Exercise prompt -
Please pick up the article below about choosing an online teaching platform and keep writing from its final sentence.

Article -
Online Teaching Platform Selector
Find Your Perfect Teaching Platform
Answer 5 quick questions to discover which platform best fits your teaching style and needs.
There are dozens of online teaching platforms out there, but only a few actually make teaching easier - not just more complicated. If you’re a teacher, tutor, or coach trying to figure out which one to pick, you’re not alone. Most platforms look the same on the surface: video calls, chat boxes, assignment uploads. But the real difference? How they handle your time, your students’ attention, and your sanity.
What matters most when choosing a platform?
It’s not about flashy features. It’s about whether the platform fits how you actually teach. Do you run live 1:1 sessions? Group classes for teens? Pre-recorded courses with quizzes? Each platform handles these differently.
Take Zoom. It’s great for live interaction - you can share screens, use breakout rooms, and even record sessions. But if you need to automate assignments, track student progress, or send automated reminders, Zoom doesn’t do that. You’ll be juggling Google Sheets, email, and a whiteboard app. That’s three tools just to run one class.

(Stored data entries)
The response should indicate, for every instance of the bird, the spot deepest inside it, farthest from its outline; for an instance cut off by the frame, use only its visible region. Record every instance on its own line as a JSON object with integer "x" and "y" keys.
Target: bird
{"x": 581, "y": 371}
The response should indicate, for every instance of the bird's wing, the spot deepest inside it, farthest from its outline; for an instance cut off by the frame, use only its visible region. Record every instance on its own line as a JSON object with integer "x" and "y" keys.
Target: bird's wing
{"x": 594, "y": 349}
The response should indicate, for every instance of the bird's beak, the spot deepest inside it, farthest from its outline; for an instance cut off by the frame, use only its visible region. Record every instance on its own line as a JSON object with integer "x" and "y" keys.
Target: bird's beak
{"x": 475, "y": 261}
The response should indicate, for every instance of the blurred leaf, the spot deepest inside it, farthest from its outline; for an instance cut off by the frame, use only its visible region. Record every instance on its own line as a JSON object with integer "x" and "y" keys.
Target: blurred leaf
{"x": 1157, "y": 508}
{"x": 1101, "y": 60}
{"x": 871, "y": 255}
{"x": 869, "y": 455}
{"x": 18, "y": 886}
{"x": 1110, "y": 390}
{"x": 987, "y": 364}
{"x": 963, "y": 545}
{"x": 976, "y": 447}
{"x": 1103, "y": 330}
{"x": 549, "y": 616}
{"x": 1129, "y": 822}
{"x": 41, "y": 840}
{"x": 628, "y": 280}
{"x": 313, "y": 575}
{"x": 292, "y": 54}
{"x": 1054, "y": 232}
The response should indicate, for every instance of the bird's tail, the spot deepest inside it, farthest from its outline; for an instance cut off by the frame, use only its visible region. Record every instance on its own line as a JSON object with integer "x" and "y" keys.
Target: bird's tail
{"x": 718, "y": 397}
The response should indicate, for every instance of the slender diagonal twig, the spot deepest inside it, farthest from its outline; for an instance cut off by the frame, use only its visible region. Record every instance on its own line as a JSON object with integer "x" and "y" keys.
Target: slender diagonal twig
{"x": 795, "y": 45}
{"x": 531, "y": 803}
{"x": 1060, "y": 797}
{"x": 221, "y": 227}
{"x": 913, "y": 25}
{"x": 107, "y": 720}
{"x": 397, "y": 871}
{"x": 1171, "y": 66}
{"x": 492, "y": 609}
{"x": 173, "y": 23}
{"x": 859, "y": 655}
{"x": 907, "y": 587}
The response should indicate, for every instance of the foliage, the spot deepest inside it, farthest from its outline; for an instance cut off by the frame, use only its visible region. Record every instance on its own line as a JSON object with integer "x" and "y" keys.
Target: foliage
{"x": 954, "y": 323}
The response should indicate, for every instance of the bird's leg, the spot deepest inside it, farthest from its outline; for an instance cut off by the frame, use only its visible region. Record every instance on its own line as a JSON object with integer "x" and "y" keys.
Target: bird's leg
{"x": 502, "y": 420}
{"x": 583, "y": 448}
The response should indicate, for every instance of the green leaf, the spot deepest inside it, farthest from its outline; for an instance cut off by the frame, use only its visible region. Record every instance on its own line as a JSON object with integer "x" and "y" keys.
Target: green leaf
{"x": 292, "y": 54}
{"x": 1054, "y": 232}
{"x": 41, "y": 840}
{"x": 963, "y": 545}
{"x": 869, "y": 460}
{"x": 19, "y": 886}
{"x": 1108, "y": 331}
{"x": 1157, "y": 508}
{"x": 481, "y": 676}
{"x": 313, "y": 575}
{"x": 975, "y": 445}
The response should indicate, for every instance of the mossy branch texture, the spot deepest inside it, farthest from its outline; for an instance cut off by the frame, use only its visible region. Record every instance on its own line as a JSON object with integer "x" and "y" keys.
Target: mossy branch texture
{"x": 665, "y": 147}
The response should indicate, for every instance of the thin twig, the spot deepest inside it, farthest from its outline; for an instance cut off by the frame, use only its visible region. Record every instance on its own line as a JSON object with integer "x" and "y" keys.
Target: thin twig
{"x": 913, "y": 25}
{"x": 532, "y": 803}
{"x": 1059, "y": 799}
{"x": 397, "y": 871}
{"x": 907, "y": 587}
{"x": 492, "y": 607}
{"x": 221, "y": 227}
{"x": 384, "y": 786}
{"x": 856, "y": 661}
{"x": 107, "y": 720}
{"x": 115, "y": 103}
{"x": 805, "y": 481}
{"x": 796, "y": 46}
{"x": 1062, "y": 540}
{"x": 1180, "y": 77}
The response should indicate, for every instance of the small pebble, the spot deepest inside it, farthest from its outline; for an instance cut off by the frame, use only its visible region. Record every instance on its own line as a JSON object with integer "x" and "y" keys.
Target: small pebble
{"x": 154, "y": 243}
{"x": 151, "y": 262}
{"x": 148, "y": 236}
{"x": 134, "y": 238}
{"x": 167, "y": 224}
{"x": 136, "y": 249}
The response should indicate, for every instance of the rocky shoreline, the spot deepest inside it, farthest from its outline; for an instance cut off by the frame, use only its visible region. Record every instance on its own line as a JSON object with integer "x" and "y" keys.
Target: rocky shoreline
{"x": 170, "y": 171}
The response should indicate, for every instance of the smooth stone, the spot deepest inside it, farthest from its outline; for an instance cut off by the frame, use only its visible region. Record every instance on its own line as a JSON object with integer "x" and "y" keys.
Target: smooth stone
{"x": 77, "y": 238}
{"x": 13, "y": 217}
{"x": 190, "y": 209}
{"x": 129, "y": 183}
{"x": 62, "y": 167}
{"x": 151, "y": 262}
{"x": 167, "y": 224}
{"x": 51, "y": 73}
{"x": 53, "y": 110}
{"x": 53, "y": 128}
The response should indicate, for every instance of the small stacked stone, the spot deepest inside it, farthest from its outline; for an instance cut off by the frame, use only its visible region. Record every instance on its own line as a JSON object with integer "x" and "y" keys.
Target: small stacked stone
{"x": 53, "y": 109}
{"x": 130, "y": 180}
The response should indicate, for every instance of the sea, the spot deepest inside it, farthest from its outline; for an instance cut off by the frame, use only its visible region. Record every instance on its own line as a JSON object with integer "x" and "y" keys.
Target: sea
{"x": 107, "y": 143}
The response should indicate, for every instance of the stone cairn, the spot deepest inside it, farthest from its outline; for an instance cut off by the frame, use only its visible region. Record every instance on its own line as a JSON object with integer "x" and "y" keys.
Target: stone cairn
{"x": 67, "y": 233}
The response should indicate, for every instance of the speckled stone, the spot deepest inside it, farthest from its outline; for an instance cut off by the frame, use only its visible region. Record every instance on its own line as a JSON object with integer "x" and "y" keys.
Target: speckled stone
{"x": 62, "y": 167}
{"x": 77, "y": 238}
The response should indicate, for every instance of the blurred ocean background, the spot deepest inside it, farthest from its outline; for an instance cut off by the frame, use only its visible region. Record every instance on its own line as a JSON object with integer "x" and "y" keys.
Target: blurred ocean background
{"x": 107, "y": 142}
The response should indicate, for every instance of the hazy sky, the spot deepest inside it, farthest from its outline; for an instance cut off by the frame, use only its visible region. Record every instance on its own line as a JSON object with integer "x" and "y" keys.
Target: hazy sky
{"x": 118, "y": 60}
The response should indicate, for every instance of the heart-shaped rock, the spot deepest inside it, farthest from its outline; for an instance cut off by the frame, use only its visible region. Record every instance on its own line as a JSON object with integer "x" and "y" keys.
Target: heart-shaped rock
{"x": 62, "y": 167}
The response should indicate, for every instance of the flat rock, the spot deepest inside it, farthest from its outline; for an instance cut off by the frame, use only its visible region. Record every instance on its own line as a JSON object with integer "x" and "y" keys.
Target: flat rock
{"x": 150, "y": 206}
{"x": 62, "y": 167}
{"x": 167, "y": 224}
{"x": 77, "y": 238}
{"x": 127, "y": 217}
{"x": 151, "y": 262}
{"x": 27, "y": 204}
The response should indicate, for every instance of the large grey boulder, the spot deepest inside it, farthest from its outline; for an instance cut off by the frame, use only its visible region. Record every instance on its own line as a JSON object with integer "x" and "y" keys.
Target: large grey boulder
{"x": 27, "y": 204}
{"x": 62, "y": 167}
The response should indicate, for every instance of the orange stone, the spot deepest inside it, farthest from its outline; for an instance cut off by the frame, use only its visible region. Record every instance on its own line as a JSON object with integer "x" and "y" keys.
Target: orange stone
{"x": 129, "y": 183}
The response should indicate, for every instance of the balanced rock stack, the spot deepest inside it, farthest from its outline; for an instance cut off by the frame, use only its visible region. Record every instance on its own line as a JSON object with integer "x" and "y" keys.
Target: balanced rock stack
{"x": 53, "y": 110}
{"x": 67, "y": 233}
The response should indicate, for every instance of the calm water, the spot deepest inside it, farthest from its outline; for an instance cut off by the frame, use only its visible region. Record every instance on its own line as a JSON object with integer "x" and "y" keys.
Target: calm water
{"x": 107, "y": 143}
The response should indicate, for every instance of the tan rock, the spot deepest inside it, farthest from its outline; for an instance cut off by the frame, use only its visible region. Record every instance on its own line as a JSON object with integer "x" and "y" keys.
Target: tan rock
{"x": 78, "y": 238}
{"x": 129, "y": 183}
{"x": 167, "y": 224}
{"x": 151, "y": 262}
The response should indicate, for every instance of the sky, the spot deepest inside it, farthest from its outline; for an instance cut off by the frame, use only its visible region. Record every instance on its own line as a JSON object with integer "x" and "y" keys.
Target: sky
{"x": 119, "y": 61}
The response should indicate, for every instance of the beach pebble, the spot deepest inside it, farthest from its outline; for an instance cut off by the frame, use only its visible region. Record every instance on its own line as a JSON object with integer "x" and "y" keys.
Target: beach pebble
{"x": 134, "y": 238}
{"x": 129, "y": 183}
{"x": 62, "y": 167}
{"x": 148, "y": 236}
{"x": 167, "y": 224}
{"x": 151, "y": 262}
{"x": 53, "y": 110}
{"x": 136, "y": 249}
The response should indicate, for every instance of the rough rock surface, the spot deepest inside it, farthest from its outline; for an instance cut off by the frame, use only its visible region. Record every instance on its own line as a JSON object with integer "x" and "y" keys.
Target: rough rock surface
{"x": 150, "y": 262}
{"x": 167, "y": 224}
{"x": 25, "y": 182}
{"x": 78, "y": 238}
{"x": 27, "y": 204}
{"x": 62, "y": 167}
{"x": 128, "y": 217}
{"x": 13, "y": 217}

Response below -
On the other hand, platforms like Teachable or Thinkific are built for course creators. They let you upload videos, set up payment plans, and even issue certificates. But if you’re teaching live every day, their interface feels clunky. You’re stuck uploading pre-recorded lessons instead of responding to real-time questions.
The best platform for you isn’t the most popular one. It’s the one that removes friction from your daily routine.
Top platforms compared: Live teaching vs. course hosting
There are two main types of platforms: those built for live interaction and those built for self-paced learning. Here’s how the top players stack up.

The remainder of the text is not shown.